## [Exercise requirements]
How many lines of the entries below contain the string "building"? Reply with the number only.

[start Data section]

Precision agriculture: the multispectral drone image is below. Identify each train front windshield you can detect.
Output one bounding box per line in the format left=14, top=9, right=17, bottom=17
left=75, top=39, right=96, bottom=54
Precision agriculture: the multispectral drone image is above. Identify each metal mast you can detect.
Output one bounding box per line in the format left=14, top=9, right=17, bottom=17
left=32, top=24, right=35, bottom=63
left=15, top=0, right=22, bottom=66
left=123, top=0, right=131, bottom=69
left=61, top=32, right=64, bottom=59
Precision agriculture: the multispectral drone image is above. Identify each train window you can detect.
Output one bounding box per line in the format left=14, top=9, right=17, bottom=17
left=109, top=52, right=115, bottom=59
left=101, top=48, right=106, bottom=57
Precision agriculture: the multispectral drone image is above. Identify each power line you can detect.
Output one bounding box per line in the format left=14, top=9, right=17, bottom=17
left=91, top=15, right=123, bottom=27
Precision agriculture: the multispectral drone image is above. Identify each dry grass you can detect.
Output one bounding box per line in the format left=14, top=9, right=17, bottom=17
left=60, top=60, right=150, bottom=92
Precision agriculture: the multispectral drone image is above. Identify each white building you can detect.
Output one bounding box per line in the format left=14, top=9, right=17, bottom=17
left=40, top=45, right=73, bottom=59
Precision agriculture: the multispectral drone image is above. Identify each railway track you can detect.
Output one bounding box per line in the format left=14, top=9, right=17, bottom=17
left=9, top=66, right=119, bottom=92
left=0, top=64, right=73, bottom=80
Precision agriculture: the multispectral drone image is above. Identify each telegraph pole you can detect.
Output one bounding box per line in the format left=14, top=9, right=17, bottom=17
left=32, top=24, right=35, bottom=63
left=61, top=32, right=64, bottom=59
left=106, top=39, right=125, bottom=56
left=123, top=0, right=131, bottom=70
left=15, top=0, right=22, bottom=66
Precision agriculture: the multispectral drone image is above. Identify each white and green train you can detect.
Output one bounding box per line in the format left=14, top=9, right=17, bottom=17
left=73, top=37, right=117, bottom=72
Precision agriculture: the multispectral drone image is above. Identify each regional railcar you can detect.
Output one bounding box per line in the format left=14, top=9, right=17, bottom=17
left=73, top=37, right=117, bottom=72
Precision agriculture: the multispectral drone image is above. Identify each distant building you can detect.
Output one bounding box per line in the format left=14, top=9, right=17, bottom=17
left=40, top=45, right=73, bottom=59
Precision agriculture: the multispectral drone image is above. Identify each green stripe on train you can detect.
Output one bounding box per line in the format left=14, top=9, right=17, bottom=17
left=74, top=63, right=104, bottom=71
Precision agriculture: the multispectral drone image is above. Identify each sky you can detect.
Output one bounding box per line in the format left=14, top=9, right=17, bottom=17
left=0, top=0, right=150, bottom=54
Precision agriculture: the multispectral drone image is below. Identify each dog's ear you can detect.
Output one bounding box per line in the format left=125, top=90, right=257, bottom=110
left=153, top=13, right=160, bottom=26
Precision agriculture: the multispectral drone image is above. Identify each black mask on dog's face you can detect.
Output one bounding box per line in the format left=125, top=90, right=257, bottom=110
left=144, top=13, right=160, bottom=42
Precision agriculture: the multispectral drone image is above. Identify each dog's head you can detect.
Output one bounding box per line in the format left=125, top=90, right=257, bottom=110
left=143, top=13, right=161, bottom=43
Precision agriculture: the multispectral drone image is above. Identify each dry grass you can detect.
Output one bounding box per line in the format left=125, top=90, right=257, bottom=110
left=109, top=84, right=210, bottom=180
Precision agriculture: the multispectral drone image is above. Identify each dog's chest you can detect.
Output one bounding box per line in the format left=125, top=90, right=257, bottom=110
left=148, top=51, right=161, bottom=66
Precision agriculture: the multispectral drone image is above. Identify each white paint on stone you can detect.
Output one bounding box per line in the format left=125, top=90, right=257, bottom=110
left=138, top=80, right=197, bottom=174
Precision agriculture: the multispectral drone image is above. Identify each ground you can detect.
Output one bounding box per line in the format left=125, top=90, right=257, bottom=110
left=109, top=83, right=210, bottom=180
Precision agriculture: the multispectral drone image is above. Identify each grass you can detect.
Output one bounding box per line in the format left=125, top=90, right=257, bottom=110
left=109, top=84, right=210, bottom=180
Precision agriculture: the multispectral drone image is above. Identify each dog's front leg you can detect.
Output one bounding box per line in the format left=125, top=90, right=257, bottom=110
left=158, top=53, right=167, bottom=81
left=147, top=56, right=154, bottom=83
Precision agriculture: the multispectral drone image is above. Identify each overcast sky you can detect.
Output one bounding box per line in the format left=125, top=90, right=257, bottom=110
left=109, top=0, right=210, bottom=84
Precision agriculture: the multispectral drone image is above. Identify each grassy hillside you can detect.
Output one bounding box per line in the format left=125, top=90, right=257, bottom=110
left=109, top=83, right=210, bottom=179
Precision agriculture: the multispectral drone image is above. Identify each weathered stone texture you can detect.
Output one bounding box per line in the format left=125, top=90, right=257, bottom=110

[end Data section]

## [Answer to this problem]
2